*EXTRACT*
◇ ◇ ◇
We all miss our favorite parts of in-person conferences, whether it’s the adventure of travel or the face-to-face interaction, but professional growth can still happen virtually.
Medical writers found value in a virtual conference venue
The American Medical Writers Association (AMWA) held their annual conference online in October 2020, and it was both a roller coaster and a valuable learning experience. I asked colleagues what they liked about the online platform.
Writers want to develop their professional skills
Yoon Jung Lee, freelance medical translator/editor and PharmD/PhD in pharmaceutical sciences, shared her experience. “It was my first time attending an AMWA conference. Overall, this AMWA conference helped me understand trends in medical communications and develop professional skills through various educational sessions and roundtable discussions.”
As a first-time attendee, my view was similar. I also found places to develop my medical writing and editing skills.
◇ ◇ ◇
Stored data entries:
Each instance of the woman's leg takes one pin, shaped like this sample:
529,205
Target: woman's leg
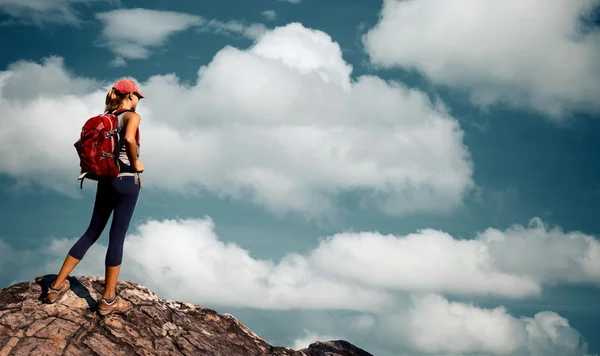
128,192
103,207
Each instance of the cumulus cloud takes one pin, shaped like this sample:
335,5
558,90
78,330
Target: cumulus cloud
185,260
432,325
43,12
546,57
269,14
280,124
512,263
359,271
133,33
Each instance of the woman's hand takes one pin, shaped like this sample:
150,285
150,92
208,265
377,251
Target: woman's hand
138,166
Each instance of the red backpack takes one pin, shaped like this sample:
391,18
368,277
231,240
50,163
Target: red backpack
99,148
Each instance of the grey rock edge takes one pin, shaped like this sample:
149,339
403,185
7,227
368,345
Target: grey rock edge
154,326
◇ ◇ ◇
*TASK 1*
According to the article on the virtual AMWA conference, when did the association hold its annual conference online?
*TASK 2*
Continue the article on the virtual AMWA conference from where it stops.

*RESPONSE 1*
In October 2020.

*RESPONSE 2*
Writers appreciate flexibility
Christine Zink, MD and freelance medical writer, appreciated the flexible schedule of the virtual conference. “As a busy mom, physician, and writer, I have limited time in the number of conferences that I can attend in person. The virtual platform offers fantastic flexibility and allows me to participate when I might not have been able to otherwise.”
I also found the freedom to make my own schedule helpful, as I was able to complete tasks at home in between sessions.
Writers will attend accessible virtual conferences
Nat Bourre, healthcare communications consultant and owner of Marketing 4 Health Inc., commented on accessibility. “Virtual conferences of all kinds are proving to be more inclusive than physical conferences. The AMWA conference is no exception. For example, people with disabilities or without the ability to travel were able to attend the AMWA online conference this year, thus enriching the conference with greater diversity of attendee experiences and practices.”
I agree that virtual conferences are a good start for expanding access. I was happy to see both freelance and employed health writers contributing to the discourse regardless of their ability to take time off.
So you have a chance to learn and network at a virtual conference, but how do you actually make it happen?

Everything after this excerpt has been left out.